**CONSIGNA 1:**
Localiza en las filas de más abajo cada línea que contenga la cadena "steel" y cópiala tal cual. Se distingue entre mayúsculas y minúsculas.

**FRAGMENTO:**
# Amplificador audio hibrido



## facur4 (Abr 2, 2010)

Hola gente. Quiero compartir con ustedes un diseño propio de un amplificador de audio. La etapa de potencia esta calculada para que de unos 30 W aproximadamente sobre una carga de 8 ohms si se la alimenta con +- 24 V. Como ven en la figura, la entrada es una valvula 12ax7. Quiero preguntarles. ¿Esa válvula le dará un sonido característico o realmente no tendrá efecto alguno en el audio?

**DATOS DEL EJERCICIO:**
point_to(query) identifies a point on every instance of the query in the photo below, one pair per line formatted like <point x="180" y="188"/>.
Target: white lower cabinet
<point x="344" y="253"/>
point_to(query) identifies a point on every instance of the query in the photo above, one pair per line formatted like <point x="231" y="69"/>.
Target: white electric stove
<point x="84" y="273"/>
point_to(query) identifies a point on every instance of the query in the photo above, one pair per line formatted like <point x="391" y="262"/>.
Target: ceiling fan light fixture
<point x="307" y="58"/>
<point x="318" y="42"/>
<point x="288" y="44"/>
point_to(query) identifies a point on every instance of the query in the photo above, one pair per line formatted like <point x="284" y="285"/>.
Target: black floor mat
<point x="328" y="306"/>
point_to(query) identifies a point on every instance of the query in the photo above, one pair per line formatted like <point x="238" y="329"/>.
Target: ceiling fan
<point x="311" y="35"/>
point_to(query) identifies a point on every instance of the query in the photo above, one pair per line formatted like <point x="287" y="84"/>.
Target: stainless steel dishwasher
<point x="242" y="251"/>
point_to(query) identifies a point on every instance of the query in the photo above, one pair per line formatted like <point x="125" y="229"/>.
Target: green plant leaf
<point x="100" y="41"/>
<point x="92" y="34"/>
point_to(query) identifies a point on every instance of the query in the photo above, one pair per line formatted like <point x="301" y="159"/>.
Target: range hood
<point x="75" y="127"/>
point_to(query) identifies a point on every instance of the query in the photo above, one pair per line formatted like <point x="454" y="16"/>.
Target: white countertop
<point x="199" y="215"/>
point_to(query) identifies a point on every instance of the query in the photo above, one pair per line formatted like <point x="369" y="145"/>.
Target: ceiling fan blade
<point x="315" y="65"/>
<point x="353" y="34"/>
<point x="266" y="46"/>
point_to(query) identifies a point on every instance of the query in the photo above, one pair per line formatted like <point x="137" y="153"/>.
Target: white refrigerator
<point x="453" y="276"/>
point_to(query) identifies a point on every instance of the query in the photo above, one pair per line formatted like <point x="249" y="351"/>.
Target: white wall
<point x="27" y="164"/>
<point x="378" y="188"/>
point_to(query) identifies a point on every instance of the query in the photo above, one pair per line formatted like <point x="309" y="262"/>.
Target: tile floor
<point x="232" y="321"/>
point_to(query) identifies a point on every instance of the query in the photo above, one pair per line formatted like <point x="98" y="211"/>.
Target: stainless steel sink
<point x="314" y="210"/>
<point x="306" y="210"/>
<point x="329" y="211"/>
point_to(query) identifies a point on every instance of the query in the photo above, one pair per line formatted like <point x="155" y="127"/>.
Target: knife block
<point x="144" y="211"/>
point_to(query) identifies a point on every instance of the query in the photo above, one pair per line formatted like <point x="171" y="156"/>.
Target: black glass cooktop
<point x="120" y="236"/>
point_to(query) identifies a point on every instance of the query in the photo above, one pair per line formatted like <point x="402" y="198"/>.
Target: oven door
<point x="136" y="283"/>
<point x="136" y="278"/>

**CONSIGNA 2:**
Prosigue el hilo sobre el amplificador de audio híbrido a partir de su última frase.

**RESPUESTA 1:**
Target: stainless steel dishwasher
Target: stainless steel sink

**RESPUESTA 2:**
La 12ax7 en esa configuración está amplificando 50 veces. El operacional está para que trabaje como adaptador de impedancias y de paso colabora con la linealidad del circuito al tener una realimentación directamente desde el parlante.Como verán ese operacional tiene una ganancia unitaria al no tener resistencia entre la salida y la entrada inversora. Mejor dicho, toda la etapa desde la entrada del operacional hasta el parlante tiene ganancia de tensón unitaria. Opcionalmente podemos poner un pote para que tenga ganancia. Pero quise dejarle esa función a la válvula.
 Espero sus comentarios. Gracias


----------



## Cacho (Abr 2, 2010)

facur4 dijo:


> ¿Esa válvula le dará un sonido característico o realmente no tendrá efecto alguno en el audio?


Va a sonar valvuloso.

Lo que sí, para las tensiones (potencias) que estás pensando usar te recomendaría irte por un LM3886 o un TDA7294. Son integrados que te van a sacar del problema de calibraciones y demás y te van a dar muy buen resultado en lugar de los transistores.

Lo de la ganancia... Bueno, eso me suena raro, pero es un detalle menor.

Saludos


----------



## facur4 (Abr 2, 2010)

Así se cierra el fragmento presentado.